(Stored data entries)
- Opening Delimiter -

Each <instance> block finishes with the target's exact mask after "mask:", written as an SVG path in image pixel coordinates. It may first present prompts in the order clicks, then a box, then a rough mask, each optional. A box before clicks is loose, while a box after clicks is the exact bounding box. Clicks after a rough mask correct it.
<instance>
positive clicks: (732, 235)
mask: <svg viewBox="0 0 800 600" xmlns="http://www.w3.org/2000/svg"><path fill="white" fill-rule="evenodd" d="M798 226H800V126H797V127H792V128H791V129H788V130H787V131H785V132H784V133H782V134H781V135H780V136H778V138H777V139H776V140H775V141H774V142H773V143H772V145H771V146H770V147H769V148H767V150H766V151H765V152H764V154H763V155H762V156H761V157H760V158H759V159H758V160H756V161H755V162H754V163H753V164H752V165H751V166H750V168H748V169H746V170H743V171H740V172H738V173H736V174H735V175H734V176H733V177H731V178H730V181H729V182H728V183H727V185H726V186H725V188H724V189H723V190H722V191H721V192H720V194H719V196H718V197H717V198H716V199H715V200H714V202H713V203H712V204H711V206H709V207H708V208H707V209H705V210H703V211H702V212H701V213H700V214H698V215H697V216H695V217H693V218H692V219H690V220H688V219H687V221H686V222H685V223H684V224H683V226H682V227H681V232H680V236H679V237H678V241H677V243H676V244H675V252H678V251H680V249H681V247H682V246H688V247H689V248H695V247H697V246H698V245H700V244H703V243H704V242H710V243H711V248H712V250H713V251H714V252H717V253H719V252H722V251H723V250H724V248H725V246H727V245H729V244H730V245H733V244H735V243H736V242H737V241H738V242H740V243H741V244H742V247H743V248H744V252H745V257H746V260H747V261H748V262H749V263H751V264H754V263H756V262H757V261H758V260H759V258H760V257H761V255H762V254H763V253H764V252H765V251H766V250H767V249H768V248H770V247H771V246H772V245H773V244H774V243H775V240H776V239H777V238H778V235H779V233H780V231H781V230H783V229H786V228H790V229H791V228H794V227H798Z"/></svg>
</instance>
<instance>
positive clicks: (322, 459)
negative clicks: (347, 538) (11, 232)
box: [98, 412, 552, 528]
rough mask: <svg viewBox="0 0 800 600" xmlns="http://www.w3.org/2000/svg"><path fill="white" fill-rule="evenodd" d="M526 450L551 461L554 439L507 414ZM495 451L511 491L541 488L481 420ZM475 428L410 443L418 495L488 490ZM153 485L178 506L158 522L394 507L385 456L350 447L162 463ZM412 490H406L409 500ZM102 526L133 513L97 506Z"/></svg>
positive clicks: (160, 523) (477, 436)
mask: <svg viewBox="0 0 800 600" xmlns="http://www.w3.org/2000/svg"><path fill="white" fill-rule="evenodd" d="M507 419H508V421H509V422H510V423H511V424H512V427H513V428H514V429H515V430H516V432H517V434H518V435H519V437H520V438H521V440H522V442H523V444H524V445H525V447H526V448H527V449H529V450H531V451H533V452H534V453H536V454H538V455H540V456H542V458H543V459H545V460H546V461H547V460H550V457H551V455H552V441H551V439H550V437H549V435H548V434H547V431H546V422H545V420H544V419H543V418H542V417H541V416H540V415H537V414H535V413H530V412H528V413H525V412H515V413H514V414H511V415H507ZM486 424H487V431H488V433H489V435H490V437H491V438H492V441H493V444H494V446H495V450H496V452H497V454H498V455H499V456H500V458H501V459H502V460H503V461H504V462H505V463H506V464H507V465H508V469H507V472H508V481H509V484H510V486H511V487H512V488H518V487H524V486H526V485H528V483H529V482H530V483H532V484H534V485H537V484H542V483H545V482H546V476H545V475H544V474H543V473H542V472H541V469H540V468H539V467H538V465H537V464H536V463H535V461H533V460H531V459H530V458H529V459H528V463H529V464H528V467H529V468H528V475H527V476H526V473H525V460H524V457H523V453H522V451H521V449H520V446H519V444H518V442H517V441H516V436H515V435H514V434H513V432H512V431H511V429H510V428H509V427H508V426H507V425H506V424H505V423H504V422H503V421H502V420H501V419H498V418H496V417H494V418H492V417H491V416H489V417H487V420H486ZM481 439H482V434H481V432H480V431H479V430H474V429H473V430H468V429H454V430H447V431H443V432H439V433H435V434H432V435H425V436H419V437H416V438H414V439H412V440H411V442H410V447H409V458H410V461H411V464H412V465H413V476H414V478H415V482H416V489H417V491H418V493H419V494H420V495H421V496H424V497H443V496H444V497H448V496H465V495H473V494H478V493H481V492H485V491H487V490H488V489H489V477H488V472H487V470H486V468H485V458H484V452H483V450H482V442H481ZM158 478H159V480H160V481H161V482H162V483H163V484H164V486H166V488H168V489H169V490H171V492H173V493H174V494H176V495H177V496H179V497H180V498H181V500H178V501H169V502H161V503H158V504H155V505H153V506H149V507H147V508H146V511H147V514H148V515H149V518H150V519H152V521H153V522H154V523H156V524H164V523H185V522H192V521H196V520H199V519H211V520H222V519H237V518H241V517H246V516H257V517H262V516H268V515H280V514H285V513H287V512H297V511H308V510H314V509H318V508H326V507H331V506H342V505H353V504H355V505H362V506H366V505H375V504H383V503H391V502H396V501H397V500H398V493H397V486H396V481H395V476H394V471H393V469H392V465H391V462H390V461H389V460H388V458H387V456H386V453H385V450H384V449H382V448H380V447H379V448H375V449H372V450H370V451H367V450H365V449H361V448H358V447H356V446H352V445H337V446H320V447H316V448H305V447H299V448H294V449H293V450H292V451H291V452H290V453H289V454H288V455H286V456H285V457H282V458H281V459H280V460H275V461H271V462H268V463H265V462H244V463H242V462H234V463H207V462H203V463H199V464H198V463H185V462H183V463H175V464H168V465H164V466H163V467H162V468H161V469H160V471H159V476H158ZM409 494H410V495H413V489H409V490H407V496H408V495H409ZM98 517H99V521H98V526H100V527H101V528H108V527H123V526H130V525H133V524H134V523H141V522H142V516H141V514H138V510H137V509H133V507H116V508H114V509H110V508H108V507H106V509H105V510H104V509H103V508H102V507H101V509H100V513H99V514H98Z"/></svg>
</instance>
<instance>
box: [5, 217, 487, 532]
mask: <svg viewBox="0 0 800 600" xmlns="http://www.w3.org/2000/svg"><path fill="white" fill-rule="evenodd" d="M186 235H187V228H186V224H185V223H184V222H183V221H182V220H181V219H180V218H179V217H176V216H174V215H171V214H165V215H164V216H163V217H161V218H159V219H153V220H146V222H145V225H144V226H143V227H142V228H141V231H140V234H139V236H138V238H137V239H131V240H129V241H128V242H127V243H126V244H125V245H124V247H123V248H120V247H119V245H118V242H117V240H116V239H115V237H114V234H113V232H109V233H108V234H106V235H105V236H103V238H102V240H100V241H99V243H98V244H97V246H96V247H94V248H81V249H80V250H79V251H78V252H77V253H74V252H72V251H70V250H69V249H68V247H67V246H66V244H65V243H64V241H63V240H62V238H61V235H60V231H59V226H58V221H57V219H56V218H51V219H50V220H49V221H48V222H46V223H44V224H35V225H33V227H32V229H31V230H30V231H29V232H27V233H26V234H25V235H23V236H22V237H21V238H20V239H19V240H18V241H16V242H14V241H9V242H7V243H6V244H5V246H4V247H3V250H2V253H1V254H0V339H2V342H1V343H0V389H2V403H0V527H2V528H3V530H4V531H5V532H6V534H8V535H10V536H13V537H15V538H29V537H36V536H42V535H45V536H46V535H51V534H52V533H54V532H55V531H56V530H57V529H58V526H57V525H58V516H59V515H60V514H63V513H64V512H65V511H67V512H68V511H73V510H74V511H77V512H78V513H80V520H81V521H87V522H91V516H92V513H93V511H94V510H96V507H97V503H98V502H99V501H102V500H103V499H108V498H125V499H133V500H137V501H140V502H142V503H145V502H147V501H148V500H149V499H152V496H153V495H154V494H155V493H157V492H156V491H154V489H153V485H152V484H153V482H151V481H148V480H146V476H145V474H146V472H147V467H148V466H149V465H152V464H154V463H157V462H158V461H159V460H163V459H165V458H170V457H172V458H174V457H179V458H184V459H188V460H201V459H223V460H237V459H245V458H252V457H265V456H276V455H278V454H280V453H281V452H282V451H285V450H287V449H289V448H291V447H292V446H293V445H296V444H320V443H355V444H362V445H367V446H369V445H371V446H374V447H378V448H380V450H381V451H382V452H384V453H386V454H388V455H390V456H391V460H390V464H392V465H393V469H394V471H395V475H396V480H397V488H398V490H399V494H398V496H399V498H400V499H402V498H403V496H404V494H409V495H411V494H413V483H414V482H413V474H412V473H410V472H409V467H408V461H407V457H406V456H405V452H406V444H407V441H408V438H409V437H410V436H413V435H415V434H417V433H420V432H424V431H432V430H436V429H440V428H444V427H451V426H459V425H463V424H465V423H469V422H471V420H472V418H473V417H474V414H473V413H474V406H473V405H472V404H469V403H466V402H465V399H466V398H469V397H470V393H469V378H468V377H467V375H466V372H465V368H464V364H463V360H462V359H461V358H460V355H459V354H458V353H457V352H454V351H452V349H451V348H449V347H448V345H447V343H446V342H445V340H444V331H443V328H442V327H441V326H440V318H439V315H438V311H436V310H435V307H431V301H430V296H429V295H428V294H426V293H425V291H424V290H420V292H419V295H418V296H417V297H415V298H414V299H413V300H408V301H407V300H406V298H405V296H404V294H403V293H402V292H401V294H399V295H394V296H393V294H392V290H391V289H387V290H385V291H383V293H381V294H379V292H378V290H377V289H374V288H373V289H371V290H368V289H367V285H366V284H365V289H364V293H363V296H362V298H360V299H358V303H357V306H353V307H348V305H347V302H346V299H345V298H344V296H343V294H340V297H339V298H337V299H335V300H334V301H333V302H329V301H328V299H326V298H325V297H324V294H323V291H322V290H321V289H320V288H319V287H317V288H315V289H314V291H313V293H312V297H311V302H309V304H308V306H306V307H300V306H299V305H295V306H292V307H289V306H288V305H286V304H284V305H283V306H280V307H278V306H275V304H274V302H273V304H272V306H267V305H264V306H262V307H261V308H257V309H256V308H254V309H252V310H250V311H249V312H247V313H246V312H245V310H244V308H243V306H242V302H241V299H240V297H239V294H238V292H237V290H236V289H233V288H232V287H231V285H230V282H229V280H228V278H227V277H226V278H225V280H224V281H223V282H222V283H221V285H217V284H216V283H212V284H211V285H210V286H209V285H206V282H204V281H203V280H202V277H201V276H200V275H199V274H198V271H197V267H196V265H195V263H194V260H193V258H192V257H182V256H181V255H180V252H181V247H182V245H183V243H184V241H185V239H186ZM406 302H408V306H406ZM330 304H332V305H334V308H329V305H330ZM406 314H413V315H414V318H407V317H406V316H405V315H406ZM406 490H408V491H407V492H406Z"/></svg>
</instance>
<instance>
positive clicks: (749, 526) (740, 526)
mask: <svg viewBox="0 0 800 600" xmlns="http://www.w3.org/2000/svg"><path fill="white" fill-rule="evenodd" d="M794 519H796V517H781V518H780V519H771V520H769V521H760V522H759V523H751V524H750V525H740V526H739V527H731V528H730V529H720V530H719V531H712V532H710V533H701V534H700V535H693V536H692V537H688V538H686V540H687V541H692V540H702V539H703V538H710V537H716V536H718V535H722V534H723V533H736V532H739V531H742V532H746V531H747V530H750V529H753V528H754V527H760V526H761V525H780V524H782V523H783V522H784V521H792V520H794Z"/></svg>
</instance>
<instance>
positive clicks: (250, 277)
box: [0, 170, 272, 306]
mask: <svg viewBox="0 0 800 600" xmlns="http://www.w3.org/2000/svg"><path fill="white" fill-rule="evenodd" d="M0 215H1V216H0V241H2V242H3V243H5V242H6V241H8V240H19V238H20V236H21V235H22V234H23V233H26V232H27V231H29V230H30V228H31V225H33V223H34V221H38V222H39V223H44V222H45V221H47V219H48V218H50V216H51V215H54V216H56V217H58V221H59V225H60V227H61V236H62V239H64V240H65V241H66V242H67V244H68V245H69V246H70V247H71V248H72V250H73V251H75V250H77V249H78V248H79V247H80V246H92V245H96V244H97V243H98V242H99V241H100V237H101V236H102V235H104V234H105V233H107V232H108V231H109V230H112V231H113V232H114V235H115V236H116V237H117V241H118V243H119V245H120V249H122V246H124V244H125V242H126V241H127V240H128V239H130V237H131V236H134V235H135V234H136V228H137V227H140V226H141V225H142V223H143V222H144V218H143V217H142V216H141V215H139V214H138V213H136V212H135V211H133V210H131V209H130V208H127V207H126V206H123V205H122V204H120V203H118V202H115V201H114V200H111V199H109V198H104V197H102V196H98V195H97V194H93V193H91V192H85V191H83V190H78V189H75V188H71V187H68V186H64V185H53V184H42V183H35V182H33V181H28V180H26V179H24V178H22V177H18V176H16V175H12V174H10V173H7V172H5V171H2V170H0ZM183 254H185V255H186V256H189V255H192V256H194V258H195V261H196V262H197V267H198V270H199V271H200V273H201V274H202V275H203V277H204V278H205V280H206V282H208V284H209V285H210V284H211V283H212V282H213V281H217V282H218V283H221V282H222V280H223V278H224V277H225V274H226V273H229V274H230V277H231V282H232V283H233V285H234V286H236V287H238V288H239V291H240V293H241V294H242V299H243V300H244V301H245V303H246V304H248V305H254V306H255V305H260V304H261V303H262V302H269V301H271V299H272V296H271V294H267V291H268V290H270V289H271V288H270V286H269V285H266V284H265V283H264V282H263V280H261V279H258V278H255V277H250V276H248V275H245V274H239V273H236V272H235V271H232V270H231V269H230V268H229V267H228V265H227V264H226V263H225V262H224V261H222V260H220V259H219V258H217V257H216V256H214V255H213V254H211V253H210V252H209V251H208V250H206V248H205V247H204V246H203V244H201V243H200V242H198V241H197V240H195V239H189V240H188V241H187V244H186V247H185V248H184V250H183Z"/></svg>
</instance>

- Closing Delimiter -

Among the entries above, copy exactly only the lines starting with the one containing "negative clicks: (347, 538) (11, 232)" and going through the one containing "rough mask: <svg", both ends included.

**RESULT OF THE EXERCISE**.
negative clicks: (347, 538) (11, 232)
box: [98, 412, 552, 528]
rough mask: <svg viewBox="0 0 800 600" xmlns="http://www.w3.org/2000/svg"><path fill="white" fill-rule="evenodd" d="M526 450L551 461L554 439L507 414ZM495 451L511 491L541 488L481 420ZM475 428L410 443L418 495L488 490ZM153 485L178 506L158 522L394 507L385 456L350 447L162 463ZM412 490H406L409 500ZM102 526L133 513L97 506Z"/></svg>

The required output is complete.